De volgende ochtend zijn we weer vroeg vertrokken, op zondag 16 juli was de laatste dag dat we met temperaturen boven de 35 graden te maken kregen. Het was ook de laatste dag waarop er een nationaal park op de planning stond. Het was ongeveer tweeëneenhalf uur rijden van het hotel naar dit park. We zijn onderweg één keer gestopt, in de buurt van het dorpje Coalinga.
Pinnacles National Park
Dit vrij kleine park kreeg al in 1908 de status van National Monument, maar pas sinds januari 2013 is het een nationaal park. Het park heeft een westelijke en een oostelijke ingang, maar er is geen doorgaande weg in het park. Omdat we een wandeling wilden doen in het oostelijke deel hebben we die ingang genomen. Hoewel de ingangen hemelsbreed maar een kilometer of 10 uit elkaar liggen moet je met de auto 85 km rijden om van de ene naar de andere ingang te komen.
Vogels
We zijn naar de kleine parkeerplaats gereden bij het begin van de wandeling naar het Bear Gulch Reservoir. Gelukkig was er nog een plekje vrij. We hebben tijdens onze wandeling in dit park veel verschillende vogels gezien.
Dat begon al meteen op de parkeerplaats met een zwarte phoebe (hierboven) en een Californische towie (hieronder).
Hieronder de opvallend blauw gekleurde Stellers gaai. Tijdens eerdere Amerika reizen zagen we veel van deze vogels, tijdens deze reis was dit de enige Stellers gaai die we zijn tegengekomen.
Op de volgende foto's een Ridgways mees en daaronder een jonge gevlekte towie. Die lijkt nog niet op de volwassen vogel en was daarom lastig te determineren. Maar met hulp van iemand van een Amerikaanse ornithologenclub is het toch gelukt.
Tot slot van deze serie vogels het vrouwtje van de zwartkopkardinaal. De naam dankt deze vogel aan de zwarte kop van het mannetje.

▶ Uittreksel gegevens
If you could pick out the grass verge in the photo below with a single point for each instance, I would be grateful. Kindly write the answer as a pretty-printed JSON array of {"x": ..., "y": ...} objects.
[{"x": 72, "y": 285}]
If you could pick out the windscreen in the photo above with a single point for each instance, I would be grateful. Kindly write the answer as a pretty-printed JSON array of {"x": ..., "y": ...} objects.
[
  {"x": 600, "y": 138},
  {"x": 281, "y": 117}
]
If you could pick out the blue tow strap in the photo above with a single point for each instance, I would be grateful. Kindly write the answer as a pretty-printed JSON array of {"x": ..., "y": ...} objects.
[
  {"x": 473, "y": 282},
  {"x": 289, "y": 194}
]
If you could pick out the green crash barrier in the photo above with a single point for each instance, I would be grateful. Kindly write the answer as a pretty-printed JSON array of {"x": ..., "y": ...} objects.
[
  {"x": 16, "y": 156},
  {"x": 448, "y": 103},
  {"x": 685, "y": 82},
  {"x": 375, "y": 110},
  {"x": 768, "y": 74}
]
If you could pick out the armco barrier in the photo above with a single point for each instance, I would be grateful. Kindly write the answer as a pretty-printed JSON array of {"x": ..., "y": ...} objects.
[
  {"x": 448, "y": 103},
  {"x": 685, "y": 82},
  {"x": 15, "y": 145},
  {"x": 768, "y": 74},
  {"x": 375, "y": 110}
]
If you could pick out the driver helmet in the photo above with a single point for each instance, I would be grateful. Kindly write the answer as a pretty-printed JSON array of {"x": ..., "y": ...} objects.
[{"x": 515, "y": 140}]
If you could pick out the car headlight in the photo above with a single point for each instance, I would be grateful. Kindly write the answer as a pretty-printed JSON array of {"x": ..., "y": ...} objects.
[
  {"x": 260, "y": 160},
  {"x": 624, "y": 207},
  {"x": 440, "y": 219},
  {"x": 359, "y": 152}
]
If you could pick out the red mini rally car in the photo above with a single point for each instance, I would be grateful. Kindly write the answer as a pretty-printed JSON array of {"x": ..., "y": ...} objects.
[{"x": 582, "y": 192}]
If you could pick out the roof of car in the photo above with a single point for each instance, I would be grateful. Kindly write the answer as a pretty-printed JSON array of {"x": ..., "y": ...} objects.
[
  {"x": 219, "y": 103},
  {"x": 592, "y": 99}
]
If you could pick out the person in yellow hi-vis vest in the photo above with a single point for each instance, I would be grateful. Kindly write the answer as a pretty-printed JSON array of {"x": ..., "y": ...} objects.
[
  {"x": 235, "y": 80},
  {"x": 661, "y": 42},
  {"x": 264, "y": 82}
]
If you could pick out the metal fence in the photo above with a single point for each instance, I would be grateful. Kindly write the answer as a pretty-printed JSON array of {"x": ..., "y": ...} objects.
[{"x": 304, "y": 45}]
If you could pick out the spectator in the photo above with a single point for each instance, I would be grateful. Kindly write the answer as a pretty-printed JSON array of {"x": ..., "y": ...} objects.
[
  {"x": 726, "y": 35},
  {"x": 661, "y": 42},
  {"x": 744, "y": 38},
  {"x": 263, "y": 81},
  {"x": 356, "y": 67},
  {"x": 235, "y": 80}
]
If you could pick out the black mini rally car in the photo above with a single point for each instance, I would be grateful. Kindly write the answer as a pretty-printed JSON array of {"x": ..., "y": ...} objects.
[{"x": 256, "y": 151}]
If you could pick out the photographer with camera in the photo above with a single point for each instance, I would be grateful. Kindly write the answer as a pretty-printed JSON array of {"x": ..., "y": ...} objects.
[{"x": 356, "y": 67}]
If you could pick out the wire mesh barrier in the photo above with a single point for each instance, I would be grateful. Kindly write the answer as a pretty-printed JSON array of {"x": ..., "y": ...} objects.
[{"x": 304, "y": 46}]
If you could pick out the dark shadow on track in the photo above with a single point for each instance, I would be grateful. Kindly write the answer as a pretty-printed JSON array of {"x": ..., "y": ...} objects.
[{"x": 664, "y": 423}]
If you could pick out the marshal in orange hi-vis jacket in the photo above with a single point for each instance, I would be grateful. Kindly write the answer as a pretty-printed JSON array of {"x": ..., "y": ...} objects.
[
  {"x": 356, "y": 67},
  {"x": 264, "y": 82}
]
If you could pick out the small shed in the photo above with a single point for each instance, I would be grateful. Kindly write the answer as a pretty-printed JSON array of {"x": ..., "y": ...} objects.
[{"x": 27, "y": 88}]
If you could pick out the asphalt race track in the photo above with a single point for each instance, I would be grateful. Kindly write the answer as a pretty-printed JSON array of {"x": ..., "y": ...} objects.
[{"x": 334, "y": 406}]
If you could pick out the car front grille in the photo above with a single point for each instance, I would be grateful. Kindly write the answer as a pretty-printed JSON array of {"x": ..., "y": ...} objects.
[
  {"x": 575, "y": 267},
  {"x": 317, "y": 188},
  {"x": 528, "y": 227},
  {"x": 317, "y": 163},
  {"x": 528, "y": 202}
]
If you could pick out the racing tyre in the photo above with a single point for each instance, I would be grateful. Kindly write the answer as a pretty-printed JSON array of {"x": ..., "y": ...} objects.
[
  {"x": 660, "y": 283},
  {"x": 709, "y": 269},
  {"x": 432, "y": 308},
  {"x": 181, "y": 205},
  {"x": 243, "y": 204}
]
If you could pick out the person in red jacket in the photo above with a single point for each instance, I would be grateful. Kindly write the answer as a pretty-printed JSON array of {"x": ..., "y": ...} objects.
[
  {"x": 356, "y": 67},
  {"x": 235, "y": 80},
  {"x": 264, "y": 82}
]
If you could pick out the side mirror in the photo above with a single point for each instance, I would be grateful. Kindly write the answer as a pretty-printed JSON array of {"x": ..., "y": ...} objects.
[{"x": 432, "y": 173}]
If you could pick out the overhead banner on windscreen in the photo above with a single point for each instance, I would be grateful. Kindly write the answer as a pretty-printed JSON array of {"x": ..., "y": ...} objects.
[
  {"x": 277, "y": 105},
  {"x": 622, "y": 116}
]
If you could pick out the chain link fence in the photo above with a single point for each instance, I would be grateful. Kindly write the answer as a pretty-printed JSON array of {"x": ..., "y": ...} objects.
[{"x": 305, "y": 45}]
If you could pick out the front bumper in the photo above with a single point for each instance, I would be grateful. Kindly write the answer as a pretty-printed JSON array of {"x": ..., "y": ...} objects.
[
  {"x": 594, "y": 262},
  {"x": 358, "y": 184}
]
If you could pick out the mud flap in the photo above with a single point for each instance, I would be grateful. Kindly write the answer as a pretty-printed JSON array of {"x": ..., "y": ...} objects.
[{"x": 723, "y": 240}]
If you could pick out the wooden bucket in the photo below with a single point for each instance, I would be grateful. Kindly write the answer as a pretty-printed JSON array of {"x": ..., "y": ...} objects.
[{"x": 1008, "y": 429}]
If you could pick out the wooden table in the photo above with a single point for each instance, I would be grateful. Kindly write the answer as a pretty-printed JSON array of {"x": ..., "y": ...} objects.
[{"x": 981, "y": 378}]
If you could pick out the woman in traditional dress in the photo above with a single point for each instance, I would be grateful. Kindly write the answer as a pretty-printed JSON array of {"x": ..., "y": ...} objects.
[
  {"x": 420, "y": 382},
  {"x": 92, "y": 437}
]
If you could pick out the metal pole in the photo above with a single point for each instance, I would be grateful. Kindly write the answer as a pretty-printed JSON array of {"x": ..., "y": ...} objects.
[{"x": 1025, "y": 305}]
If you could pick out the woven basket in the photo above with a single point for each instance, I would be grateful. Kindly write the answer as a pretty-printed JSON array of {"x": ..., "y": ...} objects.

▶ Opdrachten bij tekst
• a. Geef het gedeelte van de leestekst van "De volgende ochtend" tot en met "het dorpje Coalinga." letterlijk weer.
• b. Hoeveel kilometer moet je volgens de leestekst met de auto rijden om van de ene ingang van Pinnacles National Park naar de andere te komen?

▶ Uitwerkingen per opdracht
• a.
De volgende ochtend zijn we weer vroeg vertrokken, op zondag 16 juli was de laatste dag dat we met temperaturen boven de 35 graden te maken kregen. Het was ook de laatste dag waarop er een nationaal park op de planning stond. Het was ongeveer tweeëneenhalf uur rijden van het hotel naar dit park. We zijn onderweg één keer gestopt, in de buurt van het dorpje Coalinga.

• b. 85 km